* _Extrait fourni_

:::::

L’objectif aujourd’hui, explique le scientifique, est de combiner le savoir empirique et le savoir scientifique, en impliquant les acteurs à la base. De ce fait, le chercheur n’est plus seul dans son laboratoire, mais, va apprendre des populations locales. Selon les acteurs, l’Etat affirme avoir déboursé 300 millions F CFA pour réhabiliter le bateau de recherche qui n’est toujours pas opérationnel. Ils recommandent un bateau de recherche neuf, car, sans recherches halieutiques, estiment-ils, on ne peut pas avoir des politiques pertinentes.
Pendant ce temps, les pêcheurs artisanaux qui en ont assez de se tourner les pouces, ont pris la décision ferme de rallier l’Europe via leurs pirogues. De ce fait, le phénomène de l’émigration a repris de plus belle, avec son lot de drames et d’arrestations (voir ailleurs).
Une absence de transparence
En outre, les professionnels de la pêche exigent plus de transparence dans la gestion des pêches au Sénégal.Et pour eux, le point de départ c’est la recherche.

:::::

* _Consigne_
Rédigez la suite du texte sur la gestion des pêches au Sénégal, en commençant juste après sa dernière phrase.

* _Données sources_
:::::

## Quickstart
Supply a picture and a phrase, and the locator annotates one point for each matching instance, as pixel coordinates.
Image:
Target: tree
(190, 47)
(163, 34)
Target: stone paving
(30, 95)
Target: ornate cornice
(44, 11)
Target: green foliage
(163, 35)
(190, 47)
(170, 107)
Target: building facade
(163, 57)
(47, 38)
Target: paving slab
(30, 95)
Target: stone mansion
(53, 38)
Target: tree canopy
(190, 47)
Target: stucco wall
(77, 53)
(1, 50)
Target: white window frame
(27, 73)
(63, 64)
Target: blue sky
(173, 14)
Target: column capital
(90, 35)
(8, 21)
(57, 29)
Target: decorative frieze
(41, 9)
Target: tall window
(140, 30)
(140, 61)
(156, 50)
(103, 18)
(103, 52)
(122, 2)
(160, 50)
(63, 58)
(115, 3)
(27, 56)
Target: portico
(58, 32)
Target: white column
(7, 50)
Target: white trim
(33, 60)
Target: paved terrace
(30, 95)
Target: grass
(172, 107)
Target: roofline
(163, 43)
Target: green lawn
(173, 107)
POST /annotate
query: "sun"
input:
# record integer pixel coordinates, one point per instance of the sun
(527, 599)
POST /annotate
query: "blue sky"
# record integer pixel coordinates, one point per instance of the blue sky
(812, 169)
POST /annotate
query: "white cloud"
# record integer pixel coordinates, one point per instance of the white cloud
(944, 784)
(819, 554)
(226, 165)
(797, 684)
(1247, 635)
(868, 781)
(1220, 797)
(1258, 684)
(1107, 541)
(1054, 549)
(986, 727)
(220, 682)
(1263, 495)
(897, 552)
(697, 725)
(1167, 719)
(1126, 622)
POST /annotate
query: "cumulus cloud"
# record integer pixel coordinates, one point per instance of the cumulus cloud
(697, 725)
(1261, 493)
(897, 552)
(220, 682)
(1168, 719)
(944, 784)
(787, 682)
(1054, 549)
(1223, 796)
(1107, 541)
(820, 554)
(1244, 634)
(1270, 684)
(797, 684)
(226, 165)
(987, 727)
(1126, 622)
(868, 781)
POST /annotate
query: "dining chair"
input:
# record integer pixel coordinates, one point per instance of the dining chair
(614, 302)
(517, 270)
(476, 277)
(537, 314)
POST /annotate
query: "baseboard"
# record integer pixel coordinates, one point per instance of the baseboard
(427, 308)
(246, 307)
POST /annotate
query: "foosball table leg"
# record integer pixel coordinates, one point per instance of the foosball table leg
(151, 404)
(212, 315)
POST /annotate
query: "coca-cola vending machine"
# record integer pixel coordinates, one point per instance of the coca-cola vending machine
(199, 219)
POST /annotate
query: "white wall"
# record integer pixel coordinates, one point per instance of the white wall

:::::

* _Résultat attendu_
‘’Peut on parler de transparence dans un pays où on nous refuse la liste des navires étrangers autorisés à pêcher au Sénégal. Aujourd’hui, il y a une perte de confiance entre les acteurs de la pêche et l’administration. Les gens ne parlent plus le même langage, ce sont des conflits internes à n’en plus finir le dialogue est rompu. Et selon les autorités ‘’les ressources halieutiques ne sont pas rares parce que les débarquements ne cessent d’augmenter ‘’, or, débarquement ne signifie pas pêcher dans la Zone économique exclusive (ZEE) sénégalaise.
La part qui est pêchée au Sénégal tourne autour de 30% à 34% selon certaines études. Donc cet argument ne tient plus parce que depuis un certain moment les débarquements ont baissé, nous sommes passés de 515000 tonnes, il y a deux ans à 415 000 tonnes’’, explique Moussa Mbengue secrétaire exécutif de l’Association ouest africaine pour le développement de la pêche artisanale (Adepa). Pour lui, la pêche ne remplit plus sa fonction première : se nourrir, nourrir la population sans rompre l’équilibre écosystémique. ‘’ Or, toutes les politiques de pêche se sont sont soldées par un effondrement des stocks. Elle ne joue plus sa fonction sociale de donner du travail et mettre les gens en liens. Quand les gens mangent du fondé dans les rues de Dakar, c’est parce que probablement il y a un appauvrissement grandissant sans compter l’émigration, les conflits. Nous dépendons maintenant des produits congelés venant d’autres pays pour manger notre Thiebou djeune’’, déplore-t-il. Pour sa part, Gaoussou Guèye fait remarquer que ‘’le seul plan d’aménagement qui fonctionne c’est celui de la crevette profonde.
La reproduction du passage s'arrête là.